• [Task brief] Copy out the complete listing, word for word.

• [Data]
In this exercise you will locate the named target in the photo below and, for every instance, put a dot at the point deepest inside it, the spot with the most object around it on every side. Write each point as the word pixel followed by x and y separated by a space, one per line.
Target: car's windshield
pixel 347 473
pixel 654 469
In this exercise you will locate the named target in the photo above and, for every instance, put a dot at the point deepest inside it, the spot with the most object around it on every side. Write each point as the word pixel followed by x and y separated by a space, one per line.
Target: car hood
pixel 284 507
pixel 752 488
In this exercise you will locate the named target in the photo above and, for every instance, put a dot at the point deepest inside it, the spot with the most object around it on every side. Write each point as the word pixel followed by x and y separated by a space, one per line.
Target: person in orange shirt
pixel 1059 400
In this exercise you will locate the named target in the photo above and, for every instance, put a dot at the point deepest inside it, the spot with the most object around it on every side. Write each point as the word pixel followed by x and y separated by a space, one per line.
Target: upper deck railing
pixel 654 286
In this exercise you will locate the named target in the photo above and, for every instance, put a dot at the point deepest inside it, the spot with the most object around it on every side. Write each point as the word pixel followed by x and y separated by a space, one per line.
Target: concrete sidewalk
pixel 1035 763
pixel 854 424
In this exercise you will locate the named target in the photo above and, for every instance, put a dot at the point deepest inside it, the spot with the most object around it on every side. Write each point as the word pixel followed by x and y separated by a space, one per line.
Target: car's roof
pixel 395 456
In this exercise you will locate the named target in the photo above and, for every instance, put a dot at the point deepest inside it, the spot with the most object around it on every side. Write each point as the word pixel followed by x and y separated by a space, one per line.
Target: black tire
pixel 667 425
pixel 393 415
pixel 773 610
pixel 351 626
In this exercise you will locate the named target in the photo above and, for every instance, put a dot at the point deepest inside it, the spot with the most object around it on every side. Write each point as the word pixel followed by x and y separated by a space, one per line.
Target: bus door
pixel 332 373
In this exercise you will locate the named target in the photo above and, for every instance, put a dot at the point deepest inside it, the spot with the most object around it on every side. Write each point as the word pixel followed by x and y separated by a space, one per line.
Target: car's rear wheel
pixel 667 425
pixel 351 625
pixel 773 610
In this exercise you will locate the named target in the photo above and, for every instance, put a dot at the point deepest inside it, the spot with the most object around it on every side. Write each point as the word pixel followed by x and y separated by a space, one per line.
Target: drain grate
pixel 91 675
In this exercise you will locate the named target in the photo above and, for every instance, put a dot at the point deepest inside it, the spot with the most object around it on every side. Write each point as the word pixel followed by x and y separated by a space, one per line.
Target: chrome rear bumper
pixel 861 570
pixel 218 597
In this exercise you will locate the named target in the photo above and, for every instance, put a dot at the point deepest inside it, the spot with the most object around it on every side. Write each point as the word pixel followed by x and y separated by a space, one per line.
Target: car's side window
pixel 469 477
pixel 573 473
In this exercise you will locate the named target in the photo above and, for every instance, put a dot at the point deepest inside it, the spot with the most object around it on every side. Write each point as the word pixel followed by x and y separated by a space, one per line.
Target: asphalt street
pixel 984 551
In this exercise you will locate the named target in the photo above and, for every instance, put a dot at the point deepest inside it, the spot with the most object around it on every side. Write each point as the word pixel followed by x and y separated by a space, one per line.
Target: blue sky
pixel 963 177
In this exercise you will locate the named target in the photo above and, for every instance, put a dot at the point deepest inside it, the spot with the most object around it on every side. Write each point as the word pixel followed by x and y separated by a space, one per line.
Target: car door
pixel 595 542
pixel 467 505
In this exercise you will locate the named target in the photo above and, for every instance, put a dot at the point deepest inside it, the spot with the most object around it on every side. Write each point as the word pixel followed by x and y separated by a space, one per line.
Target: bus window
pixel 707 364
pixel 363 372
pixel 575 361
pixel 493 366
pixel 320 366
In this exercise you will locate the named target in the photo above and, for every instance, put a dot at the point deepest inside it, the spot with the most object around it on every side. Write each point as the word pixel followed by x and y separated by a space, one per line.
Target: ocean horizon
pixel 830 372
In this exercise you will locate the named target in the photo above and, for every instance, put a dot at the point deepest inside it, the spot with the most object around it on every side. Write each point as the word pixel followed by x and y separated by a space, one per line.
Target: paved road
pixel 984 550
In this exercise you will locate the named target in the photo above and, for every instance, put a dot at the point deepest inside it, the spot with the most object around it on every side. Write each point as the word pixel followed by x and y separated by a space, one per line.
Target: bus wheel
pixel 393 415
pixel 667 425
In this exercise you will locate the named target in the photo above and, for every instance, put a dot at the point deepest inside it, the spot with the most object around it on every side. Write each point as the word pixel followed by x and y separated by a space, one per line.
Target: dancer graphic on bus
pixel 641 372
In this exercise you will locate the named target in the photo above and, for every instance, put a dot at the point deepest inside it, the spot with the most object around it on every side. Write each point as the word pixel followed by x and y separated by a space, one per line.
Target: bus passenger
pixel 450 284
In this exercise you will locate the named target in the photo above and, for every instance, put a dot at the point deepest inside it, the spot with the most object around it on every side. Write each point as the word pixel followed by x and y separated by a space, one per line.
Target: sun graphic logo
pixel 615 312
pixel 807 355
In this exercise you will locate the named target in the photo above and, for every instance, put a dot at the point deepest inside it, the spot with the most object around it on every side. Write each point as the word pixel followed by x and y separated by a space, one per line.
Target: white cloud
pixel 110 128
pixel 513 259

• [Response box]
In this exercise you will locate the named target in the photo below and, for every instance, put a dot at the point deepest inside it, the spot with the most object around it on every side. Write each point as the word pixel followed by x and y separated by a space, one per line.
Target: car's windshield
pixel 347 473
pixel 654 469
In this exercise you will locate the named target in the photo above and, for every instance, put a dot at the point deepest inside it, the spot with the most object around it on every side. Write each point as the word pixel followed by x and y separated by a space, one per line.
Target: car hood
pixel 284 507
pixel 752 488
In this exercise you will locate the named target in the photo above and, for every instance, put a dot at the point deepest inside it, the spot with the most object around it on every side. Write each point as the word pixel followed by x and y separated by a space, one per line.
Target: person in orange shirt
pixel 1059 400
In this exercise you will locate the named target in the photo above and, for every instance, put a dot at the point deepest inside it, the spot with the most object around it on every side. Write each point as the word pixel followed by x and y separated by a space, one per line.
Target: upper deck railing
pixel 654 286
In this exercise you will locate the named target in the photo above and, for every instance, put a dot at the point deepest inside it, the spot with the most object around it on every side. Write each point as the word pixel followed by x and y separated by a space, one per line.
Target: concrete sidewalk
pixel 1035 763
pixel 854 424
In this exercise you will locate the named target in the photo above and, for every instance, put a dot at the point deepest inside it, the spot with the most object around it on every side. Write each point as the word pixel followed by x and y separated by a space, one per line.
Target: car's roof
pixel 395 456
In this exercise you will locate the named target in the photo above and, for every instance, put a dot at the point deepest inside it, the spot with the most object around it on every side. Write each point as the word pixel followed by x and y separated by a space, one per line.
Target: black tire
pixel 667 425
pixel 393 415
pixel 773 610
pixel 351 626
In this exercise you will locate the named target in the photo above and, for every instance, put a dot at the point deepest inside it, the spot with the most object around it on every side. Write each point as the word pixel followed by x and y separated by a space, one per line.
Target: bus door
pixel 332 373
In this exercise you will locate the named target in the photo above and, for every instance, put a dot at the point deepest inside it, the spot with the most object around it on every side. Write each point as the word pixel followed by x and y separated by a space, one per line.
Target: car's rear wheel
pixel 667 425
pixel 351 625
pixel 773 610
In this exercise you will locate the named target in the photo above and, for every instance, put a dot at the point deepest inside it, the spot with the most object around it on every side. Write each point as the word pixel followed by x and y separated by a space, one per line.
Target: drain grate
pixel 91 675
In this exercise you will locate the named target in the photo above and, for every instance, put a dot at the point deepest inside it, the spot with the most object around it on every side. Write each point as the word pixel followed by x and y separated by a space, one per line.
Target: chrome rear bumper
pixel 861 570
pixel 218 597
In this exercise you will locate the named target in the photo above and, for every instance, put a dot at the point deepest inside it, the spot with the most object around it on every side. Write each point as the word pixel followed by x and y separated by a space, one per line.
Target: car's side window
pixel 469 477
pixel 573 473
In this exercise you will locate the named target in the photo above and, for every instance, put a dot at the point deepest inside it, the spot with the most object around it on every side. Write each point as the word pixel followed by x and y separated by a space, one per line.
Target: asphalt street
pixel 984 551
In this exercise you will locate the named target in the photo above and, for every instance, put a dot at the point deepest inside it, the spot with the most object around it on every side. Write each point as the word pixel followed by x and y separated by a space, one per line.
Target: blue sky
pixel 963 177
In this exercise you will locate the named target in the photo above and, for every instance, put a dot at the point deepest inside it, the spot with the most object around it on every side. Write each point as the word pixel followed by x and y separated by a space, one per line.
Target: car door
pixel 595 542
pixel 467 505
In this exercise you will locate the named target in the photo above and, for every instance, put a dot at the point deepest inside it, the spot with the most object around it on every side. Write each point as the word pixel followed by x and y separated by a space, one per line.
Target: bus window
pixel 707 364
pixel 363 372
pixel 575 361
pixel 493 366
pixel 320 366
In this exercise you will locate the named target in the photo above and, for every instance, put a dot at the point deepest inside it, the spot with the most object around it on every side. Write each point as the word pixel followed by x and y separated by a space, one per line.
Target: ocean horizon
pixel 830 372
In this exercise you will locate the named target in the photo above and, for every instance, put a dot at the point deepest inside it, the spot with the most object around it on every side. Write each point as the word pixel followed by x and y separated by a space, one per line.
Target: paved road
pixel 984 550
In this exercise you will locate the named target in the photo above and, for every instance, put a dot at the point deepest inside it, the spot with the most object around it on every side. Write each point as the word pixel followed by x and y separated by a space, one per line.
Target: bus wheel
pixel 393 415
pixel 667 425
In this exercise you will locate the named target in the photo above and, for every instance, put a dot at the point deepest inside it, the spot with the most object around it on every side. Write each point as the word pixel followed by x and y separated by a space, one per line.
Target: dancer graphic on bus
pixel 641 372
In this exercise you will locate the named target in the photo above and, for every instance, put a dot at the point deepest inside it, the spot with the most object around it on every side. Write each point as the word pixel followed by x and y separated by a space, one per line.
Target: bus passenger
pixel 450 284
In this exercise you will locate the named target in the photo above and, for every instance, put a dot at the point deepest inside it, the spot with the most object around it on every side. Write each point as the word pixel followed by x and y separated by a space, one per line.
Target: sun graphic logo
pixel 615 312
pixel 807 355
In this exercise you will locate the named target in the photo above and, for every instance, put a dot at the point deepest inside it, the spot with the most object around it on every side. Write each point as the word pixel followed by x and y separated by a space, one per line.
Target: white cloud
pixel 110 128
pixel 513 259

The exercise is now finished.